**INPUT**:
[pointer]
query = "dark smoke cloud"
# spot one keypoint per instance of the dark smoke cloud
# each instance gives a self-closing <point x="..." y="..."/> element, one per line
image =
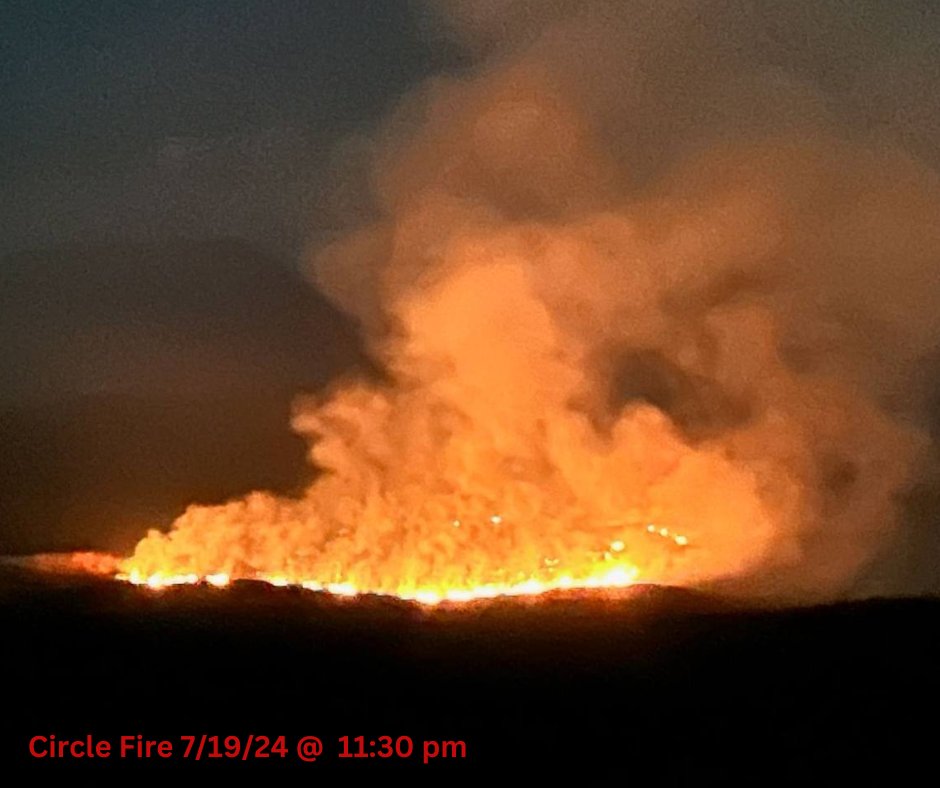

**YOUR GOAL**: Each line carrying the string "dark" should be copied out from the entries.

**RESULT FOR THIS TASK**:
query = "dark smoke cloud"
# spot one keypoint per instance of the dark smoke cloud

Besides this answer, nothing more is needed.